_WORK ORDER_
Write out all the data below exactly.

[Source data]
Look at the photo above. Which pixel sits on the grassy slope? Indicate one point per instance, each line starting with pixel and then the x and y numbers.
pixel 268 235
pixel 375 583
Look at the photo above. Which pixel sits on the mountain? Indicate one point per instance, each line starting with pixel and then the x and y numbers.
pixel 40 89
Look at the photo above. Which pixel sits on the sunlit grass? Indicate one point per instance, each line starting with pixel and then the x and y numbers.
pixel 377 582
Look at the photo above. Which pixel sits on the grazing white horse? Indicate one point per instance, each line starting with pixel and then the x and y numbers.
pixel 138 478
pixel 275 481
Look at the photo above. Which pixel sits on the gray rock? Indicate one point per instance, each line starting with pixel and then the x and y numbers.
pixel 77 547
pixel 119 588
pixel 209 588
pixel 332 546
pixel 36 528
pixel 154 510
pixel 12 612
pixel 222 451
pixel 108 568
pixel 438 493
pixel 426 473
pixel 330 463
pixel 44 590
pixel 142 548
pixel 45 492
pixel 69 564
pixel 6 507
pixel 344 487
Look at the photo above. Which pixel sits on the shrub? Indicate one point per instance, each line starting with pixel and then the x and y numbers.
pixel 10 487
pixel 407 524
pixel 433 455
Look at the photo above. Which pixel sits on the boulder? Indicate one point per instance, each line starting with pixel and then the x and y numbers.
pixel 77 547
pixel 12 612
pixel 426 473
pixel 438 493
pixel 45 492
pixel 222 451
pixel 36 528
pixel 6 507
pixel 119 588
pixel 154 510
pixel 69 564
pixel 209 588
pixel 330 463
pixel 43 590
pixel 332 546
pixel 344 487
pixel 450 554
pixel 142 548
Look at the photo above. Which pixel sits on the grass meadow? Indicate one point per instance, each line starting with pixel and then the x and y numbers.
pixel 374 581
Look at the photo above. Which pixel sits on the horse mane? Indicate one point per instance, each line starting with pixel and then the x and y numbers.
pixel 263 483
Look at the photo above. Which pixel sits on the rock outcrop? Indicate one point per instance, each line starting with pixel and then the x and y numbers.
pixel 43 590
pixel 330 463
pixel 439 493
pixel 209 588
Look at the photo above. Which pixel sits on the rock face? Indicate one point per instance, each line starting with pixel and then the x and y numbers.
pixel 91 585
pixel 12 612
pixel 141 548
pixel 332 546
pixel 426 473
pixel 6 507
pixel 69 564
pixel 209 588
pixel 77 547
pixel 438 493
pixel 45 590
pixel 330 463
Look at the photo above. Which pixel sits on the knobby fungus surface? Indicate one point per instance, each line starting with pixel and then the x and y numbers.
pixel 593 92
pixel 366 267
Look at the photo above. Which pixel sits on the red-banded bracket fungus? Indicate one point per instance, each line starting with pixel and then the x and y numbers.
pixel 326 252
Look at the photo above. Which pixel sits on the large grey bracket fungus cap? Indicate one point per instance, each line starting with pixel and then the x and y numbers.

_PROBLEM SOLUTION_
Look at the photo above. Which pixel sits on the grassy slope? Indicate one point per instance, each line starting with pixel and then the x and y numbers.
pixel 268 235
pixel 375 583
Look at the photo above. Which pixel sits on the mountain? Indicate one point per instance, each line starting with pixel and then the x and y numbers.
pixel 40 89
Look at the photo above. Which pixel sits on the sunlit grass? Indicate one point per instance, each line starting with pixel and then the x and y numbers.
pixel 377 582
Look at the photo above. Which pixel sits on the grazing white horse? Indicate one point per instance, each line starting with pixel and then the x and y numbers.
pixel 138 478
pixel 275 481
Look at the photo above. Which pixel sits on the gray rock? Indicate one point per instance, each line starting with pixel and then the x and y numbers.
pixel 77 547
pixel 119 588
pixel 209 588
pixel 332 546
pixel 36 528
pixel 154 510
pixel 12 612
pixel 222 451
pixel 108 568
pixel 438 493
pixel 426 473
pixel 330 463
pixel 44 590
pixel 142 548
pixel 45 492
pixel 69 564
pixel 6 507
pixel 344 487
Look at the photo above. Which pixel sits on the shrub? Indicate one point per instance, each line starting with pixel and then the x and y numbers.
pixel 10 487
pixel 407 524
pixel 433 455
Look at the photo above. Which pixel sits on the boulder? Indicate one point per instance, each line starting with pixel and then the x and y numbers.
pixel 77 547
pixel 12 612
pixel 426 473
pixel 438 493
pixel 45 492
pixel 222 451
pixel 36 528
pixel 6 507
pixel 119 588
pixel 154 510
pixel 69 564
pixel 209 588
pixel 330 463
pixel 43 590
pixel 332 546
pixel 344 487
pixel 450 554
pixel 142 548
Look at the photo above. Which pixel sits on the grass meadow? Indicate one point per instance, each line starting with pixel and then the x and y numbers.
pixel 374 581
Look at the photo above. Which pixel sits on the horse mane? Indicate one point per instance, each line starting with pixel and then the x and y numbers.
pixel 263 483
Look at the photo above. Which pixel sits on the rock outcrop? Indicate one point per instance, each line starting with pixel and then the x and y numbers.
pixel 43 590
pixel 330 463
pixel 439 493
pixel 209 588
Look at the photo above. Which pixel sits on the rock face? Indicate one point per instance, each line starting with pixel and then the x and y numbers.
pixel 91 585
pixel 12 612
pixel 141 548
pixel 332 546
pixel 426 473
pixel 6 507
pixel 69 564
pixel 209 588
pixel 77 547
pixel 438 493
pixel 45 590
pixel 330 463
Look at the photo above. Which pixel sits on the knobby fungus surface? Indicate one point per instance, each line starting with pixel and then the x and y numbers.
pixel 593 92
pixel 366 267
Look at the photo above. Which pixel sits on the red-banded bracket fungus? Indicate one point per instance, each line starting with pixel and then the x and y numbers.
pixel 326 252
Look at the photo above. Which pixel sits on the large grey bracket fungus cap? Indicate one point per instance, each line starting with pixel and then the x and y numbers.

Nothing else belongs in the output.